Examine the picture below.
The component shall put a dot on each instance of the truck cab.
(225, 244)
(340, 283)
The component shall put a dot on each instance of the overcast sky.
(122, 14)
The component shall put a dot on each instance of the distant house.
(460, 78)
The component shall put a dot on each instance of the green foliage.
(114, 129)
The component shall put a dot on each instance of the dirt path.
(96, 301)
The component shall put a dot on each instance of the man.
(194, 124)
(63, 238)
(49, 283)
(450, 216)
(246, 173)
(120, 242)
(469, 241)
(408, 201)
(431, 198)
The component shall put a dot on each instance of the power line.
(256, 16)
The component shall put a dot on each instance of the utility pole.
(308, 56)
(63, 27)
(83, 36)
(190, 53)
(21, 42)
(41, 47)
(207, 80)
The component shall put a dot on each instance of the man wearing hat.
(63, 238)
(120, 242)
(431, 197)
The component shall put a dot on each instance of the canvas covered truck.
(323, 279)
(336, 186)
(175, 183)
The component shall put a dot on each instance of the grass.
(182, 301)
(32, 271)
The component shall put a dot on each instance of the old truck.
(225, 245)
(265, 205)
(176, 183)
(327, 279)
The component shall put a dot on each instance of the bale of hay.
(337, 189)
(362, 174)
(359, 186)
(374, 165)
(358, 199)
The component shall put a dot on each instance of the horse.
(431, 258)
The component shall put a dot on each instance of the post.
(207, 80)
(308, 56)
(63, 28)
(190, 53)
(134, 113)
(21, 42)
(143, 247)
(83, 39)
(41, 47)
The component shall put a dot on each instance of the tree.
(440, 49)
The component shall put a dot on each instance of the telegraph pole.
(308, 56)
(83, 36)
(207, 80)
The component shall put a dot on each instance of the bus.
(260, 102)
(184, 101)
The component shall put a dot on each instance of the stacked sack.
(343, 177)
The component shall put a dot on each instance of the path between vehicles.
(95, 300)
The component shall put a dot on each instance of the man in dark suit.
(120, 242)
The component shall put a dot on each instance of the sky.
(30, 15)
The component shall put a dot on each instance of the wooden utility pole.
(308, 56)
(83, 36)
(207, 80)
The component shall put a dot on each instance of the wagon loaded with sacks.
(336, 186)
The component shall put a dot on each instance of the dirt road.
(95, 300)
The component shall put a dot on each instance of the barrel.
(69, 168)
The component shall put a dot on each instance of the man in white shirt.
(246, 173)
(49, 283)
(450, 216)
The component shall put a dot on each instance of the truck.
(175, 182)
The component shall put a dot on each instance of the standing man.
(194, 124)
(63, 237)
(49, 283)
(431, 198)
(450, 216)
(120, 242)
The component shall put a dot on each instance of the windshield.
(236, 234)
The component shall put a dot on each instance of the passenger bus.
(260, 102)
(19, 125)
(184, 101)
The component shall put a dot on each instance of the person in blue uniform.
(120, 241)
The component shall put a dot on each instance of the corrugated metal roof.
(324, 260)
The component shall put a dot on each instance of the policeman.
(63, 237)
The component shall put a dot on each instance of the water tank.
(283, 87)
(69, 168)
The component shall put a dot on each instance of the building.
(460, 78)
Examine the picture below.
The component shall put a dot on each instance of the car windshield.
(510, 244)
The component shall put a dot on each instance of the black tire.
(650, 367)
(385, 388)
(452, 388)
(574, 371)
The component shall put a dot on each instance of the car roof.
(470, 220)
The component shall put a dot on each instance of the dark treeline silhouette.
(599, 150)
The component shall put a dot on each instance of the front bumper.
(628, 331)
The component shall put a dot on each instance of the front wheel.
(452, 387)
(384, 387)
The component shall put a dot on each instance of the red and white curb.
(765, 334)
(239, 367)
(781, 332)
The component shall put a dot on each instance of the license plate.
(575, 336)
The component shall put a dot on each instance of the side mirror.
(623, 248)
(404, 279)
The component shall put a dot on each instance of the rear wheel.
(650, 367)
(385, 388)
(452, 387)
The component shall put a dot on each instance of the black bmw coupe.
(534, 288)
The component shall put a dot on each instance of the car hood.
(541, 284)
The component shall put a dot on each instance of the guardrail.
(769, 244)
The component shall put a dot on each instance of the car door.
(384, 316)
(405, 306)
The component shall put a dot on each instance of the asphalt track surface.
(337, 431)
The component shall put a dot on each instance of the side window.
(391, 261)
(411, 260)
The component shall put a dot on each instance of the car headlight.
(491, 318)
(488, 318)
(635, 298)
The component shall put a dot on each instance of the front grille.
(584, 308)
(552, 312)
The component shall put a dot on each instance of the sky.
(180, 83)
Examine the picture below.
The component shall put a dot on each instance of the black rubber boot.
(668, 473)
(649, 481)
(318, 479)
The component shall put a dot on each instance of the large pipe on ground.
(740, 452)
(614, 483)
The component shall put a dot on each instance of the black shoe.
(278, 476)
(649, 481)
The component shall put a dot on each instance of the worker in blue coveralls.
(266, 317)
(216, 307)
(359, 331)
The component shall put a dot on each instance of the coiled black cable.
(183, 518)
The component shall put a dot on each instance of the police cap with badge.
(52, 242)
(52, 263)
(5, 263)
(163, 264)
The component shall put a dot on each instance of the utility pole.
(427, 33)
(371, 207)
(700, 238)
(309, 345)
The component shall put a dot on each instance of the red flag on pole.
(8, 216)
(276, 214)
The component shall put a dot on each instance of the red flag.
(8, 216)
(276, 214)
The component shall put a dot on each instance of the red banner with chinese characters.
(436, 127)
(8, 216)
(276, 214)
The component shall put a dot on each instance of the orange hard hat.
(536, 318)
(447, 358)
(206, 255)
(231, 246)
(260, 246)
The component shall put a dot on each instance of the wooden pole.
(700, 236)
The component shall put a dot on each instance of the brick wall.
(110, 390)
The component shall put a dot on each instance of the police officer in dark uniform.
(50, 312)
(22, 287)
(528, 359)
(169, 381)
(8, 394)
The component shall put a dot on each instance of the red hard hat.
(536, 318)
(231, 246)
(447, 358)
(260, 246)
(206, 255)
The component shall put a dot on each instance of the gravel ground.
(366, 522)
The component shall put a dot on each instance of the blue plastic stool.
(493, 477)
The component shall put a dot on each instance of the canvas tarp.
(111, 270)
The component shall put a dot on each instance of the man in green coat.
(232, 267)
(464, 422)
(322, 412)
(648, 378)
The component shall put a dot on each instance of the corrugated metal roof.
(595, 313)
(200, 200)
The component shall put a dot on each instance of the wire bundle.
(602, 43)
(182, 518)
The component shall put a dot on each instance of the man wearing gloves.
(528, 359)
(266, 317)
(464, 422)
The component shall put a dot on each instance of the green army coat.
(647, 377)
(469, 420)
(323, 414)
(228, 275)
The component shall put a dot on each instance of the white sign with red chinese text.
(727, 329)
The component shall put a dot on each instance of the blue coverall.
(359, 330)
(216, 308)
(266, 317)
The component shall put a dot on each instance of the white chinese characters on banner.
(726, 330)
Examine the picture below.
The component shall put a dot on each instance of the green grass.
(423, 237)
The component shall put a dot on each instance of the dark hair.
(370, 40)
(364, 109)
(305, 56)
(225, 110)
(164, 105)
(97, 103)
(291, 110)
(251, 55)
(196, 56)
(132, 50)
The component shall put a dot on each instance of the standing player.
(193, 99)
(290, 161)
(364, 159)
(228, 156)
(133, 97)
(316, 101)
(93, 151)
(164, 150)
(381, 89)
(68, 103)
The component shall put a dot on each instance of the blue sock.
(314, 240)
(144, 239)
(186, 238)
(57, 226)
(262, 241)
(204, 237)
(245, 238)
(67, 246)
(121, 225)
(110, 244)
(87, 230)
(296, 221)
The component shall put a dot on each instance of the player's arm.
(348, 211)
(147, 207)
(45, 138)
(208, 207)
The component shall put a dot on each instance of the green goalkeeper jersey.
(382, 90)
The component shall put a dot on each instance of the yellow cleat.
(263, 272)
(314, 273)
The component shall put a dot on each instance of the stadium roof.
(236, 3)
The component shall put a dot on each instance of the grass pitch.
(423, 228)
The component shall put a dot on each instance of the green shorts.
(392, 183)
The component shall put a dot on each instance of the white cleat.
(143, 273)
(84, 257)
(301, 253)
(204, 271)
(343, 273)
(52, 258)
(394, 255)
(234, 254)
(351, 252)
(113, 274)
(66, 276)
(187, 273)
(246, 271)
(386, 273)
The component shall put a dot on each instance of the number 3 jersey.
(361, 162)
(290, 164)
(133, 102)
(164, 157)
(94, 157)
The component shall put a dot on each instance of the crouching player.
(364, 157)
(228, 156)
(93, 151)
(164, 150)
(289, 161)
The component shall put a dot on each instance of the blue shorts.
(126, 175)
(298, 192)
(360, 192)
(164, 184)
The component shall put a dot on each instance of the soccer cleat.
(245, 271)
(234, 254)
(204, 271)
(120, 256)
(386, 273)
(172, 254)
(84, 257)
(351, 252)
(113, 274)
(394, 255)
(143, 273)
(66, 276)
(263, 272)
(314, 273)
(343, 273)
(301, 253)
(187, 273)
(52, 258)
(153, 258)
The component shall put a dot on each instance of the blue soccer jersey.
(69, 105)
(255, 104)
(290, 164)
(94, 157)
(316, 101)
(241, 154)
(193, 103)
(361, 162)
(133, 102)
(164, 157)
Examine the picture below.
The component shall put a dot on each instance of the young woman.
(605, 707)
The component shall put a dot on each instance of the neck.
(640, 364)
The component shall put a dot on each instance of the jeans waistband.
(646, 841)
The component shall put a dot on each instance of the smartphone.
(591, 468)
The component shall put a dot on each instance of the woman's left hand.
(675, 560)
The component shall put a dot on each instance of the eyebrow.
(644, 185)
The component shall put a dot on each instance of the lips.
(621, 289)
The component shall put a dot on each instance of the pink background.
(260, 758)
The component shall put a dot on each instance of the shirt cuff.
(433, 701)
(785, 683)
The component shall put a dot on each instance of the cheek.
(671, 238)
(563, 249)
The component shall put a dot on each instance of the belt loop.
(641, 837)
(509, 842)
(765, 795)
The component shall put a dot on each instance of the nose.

**The task**: Your answer must be the line containing "of the neck." through the last line above, copied exactly, with nothing added.

**Output for this task**:
The component shall put a dot on each instance of the neck.
(640, 364)
The component shall put a dot on each instance of the jeans waistband.
(646, 841)
The component shall put a dot on each instance of the smartphone.
(591, 468)
The component shall put a dot on each instance of the woman's left hand.
(675, 560)
The component shall put a dot on each instance of the eyebrow.
(644, 185)
The component shall put a dot on each instance of the lips.
(621, 289)
The component shall put a dot on each instance of the pink background.
(260, 758)
The component shall put a dot on each instance of the shirt cuff.
(433, 701)
(785, 683)
The component shall put a dot on each instance of the cheek.
(671, 238)
(563, 249)
The component shall put a dot on each instance of the belt loop.
(641, 837)
(509, 842)
(765, 795)
The component shall put a dot on each instance of the nose.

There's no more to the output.